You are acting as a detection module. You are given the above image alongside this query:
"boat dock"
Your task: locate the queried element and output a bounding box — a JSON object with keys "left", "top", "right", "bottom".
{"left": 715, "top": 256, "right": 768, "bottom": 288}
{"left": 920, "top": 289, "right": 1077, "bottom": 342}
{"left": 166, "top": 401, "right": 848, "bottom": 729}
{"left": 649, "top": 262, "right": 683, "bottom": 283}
★ ★ ★
TASK REQUIREMENTS: Beginning at the line that contains "Your task: locate", give again every line down to the end of the material, exactly as written, and stop there.

SOLUTION TO THE PROBLEM:
Your task: locate the queried element and output a bounding box — a JSON object with keys "left", "top", "right", "bottom".
{"left": 715, "top": 256, "right": 768, "bottom": 288}
{"left": 920, "top": 289, "right": 1077, "bottom": 342}
{"left": 166, "top": 401, "right": 848, "bottom": 729}
{"left": 649, "top": 262, "right": 683, "bottom": 283}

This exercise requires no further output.